[Excerpts from point annotation data]
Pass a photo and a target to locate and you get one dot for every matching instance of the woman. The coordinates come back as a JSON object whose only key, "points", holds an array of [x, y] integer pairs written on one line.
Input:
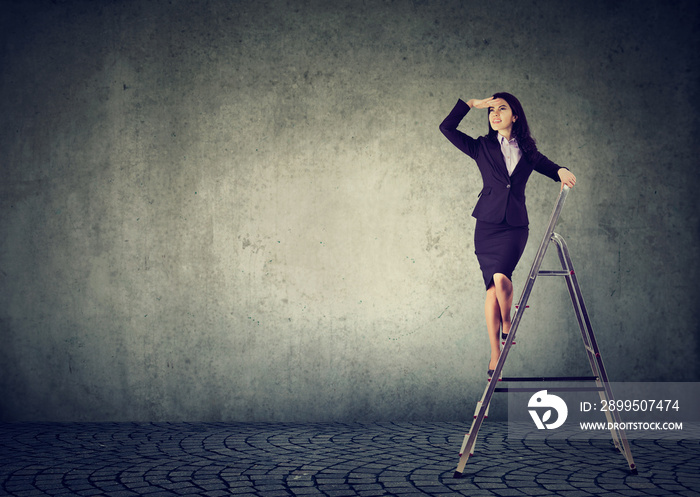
{"points": [[506, 157]]}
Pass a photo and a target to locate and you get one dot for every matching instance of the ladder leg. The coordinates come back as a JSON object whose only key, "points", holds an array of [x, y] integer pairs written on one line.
{"points": [[617, 433]]}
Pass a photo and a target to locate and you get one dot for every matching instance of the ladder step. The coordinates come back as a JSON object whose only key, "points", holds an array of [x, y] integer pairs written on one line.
{"points": [[556, 389], [551, 378]]}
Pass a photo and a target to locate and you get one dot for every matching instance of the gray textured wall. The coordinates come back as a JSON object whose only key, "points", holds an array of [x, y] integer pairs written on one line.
{"points": [[244, 210]]}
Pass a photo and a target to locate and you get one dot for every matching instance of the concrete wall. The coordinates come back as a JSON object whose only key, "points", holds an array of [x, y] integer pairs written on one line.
{"points": [[244, 210]]}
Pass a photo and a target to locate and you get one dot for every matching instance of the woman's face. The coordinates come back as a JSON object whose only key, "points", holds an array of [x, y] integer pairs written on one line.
{"points": [[501, 116]]}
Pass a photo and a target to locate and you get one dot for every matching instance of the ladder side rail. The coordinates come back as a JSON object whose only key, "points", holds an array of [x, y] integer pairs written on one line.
{"points": [[577, 304], [476, 425]]}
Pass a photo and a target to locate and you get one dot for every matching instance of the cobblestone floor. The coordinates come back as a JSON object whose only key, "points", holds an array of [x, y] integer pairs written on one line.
{"points": [[403, 459]]}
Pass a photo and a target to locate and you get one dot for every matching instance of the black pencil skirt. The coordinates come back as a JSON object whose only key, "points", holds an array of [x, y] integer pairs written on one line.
{"points": [[498, 248]]}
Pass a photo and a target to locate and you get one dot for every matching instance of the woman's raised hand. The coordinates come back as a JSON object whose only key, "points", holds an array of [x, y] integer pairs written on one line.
{"points": [[482, 104], [567, 178]]}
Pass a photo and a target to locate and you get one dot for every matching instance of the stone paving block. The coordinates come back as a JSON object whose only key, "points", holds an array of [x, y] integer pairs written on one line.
{"points": [[215, 459]]}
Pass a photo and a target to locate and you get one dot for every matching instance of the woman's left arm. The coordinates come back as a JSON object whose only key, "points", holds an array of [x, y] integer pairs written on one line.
{"points": [[543, 165]]}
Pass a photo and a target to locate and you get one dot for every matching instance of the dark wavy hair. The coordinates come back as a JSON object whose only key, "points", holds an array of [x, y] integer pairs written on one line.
{"points": [[521, 130]]}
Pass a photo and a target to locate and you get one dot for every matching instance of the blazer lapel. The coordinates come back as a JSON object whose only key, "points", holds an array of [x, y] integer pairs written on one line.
{"points": [[494, 150]]}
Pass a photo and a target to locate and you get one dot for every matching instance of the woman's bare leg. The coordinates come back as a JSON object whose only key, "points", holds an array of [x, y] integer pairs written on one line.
{"points": [[493, 324], [504, 296]]}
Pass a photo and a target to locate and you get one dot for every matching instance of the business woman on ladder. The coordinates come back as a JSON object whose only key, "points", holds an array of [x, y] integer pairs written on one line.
{"points": [[506, 157]]}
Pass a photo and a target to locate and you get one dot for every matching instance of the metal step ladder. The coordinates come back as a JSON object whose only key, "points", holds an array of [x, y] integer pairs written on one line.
{"points": [[600, 377]]}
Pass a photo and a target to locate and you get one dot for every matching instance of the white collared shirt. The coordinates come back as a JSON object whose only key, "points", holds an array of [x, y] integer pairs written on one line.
{"points": [[511, 152]]}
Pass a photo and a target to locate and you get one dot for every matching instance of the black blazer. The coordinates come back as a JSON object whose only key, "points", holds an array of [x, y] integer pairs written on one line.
{"points": [[503, 196]]}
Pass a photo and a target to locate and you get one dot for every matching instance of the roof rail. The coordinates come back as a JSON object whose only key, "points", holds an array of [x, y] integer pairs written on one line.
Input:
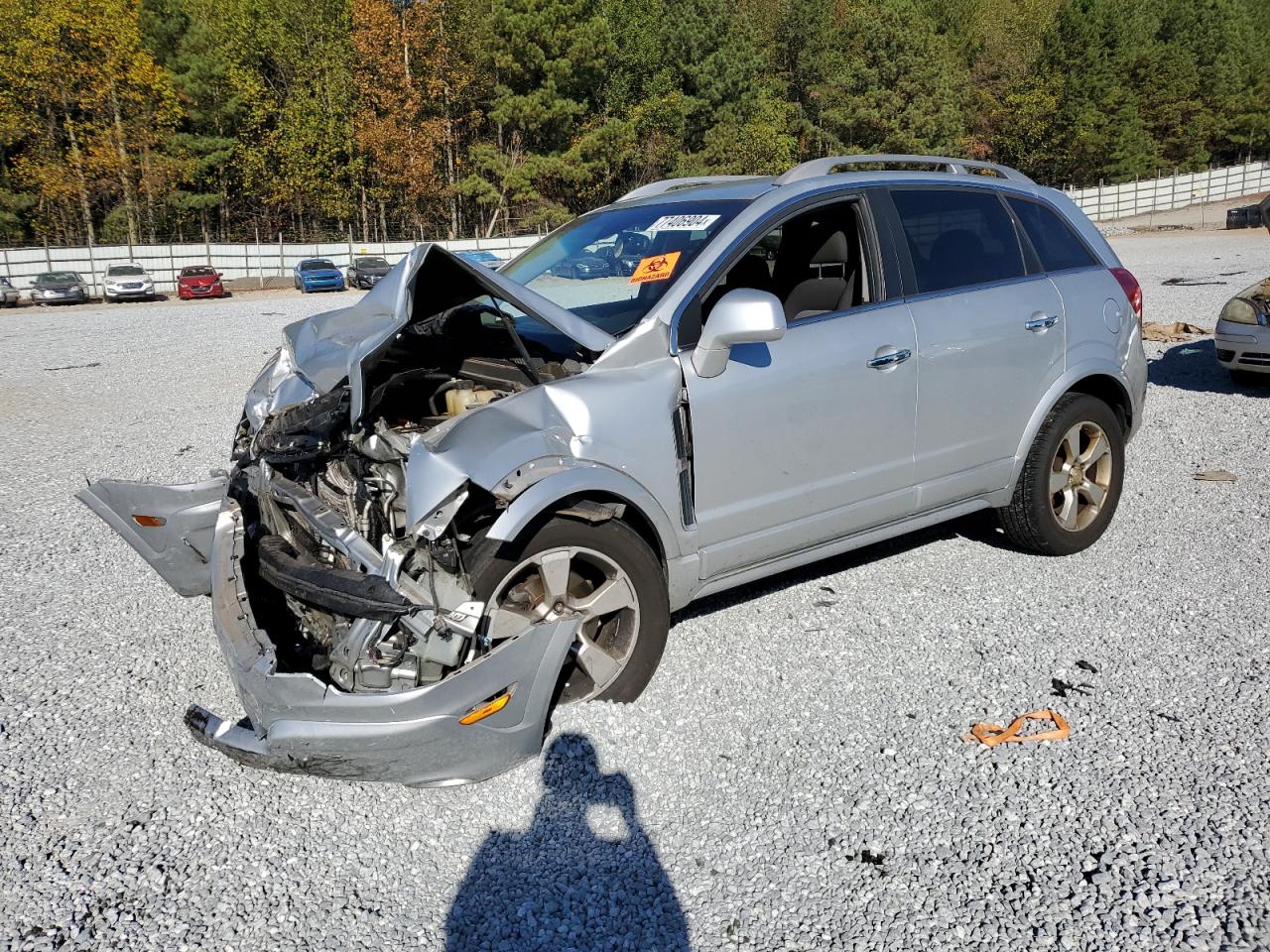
{"points": [[657, 188], [957, 167]]}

**EXERCISE INSTRUCTIONS**
Extract the lines beginning with the one that contains "the black blazer." and ending with the last line of the listing. Keep them exact and drop the pictures.

**OUTPUT FOR THIS TASK**
Pass a photo and a target to locate and you get one dot for every matching instance of the black blazer. The coordinates come back as a JSON object whose only key, "points", holds an array of [x, y] integer pairs written on one line.
{"points": [[503, 196]]}
Pass a photo and a target to locate and you get one dot for every matching instance of the roof rail. The coordinates come back as a JSON object whose only key, "points", holds an array of [x, y] integer pairs written on one line.
Input:
{"points": [[657, 188], [957, 167]]}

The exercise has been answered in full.